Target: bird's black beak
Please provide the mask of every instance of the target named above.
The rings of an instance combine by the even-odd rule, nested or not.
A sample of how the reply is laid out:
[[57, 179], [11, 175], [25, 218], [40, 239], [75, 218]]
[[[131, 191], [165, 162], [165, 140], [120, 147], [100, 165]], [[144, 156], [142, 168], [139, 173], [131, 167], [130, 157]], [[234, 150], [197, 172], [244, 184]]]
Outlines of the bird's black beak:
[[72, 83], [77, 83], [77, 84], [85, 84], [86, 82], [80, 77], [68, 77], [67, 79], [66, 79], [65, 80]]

==*==

§ WRITTEN PROBLEM
From the listing above, extract every line from the very first through the line containing "[[57, 179], [11, 175], [25, 218], [40, 239], [75, 218]]", both included, and reproduce them unchanged.

§ COMPLETED TASK
Target: bird's black beak
Please provide the mask of every instance of the target named above.
The rings of an instance combine by the even-odd rule, nested or not.
A sample of how the reply is laid out:
[[57, 179], [11, 175], [25, 218], [40, 239], [75, 218]]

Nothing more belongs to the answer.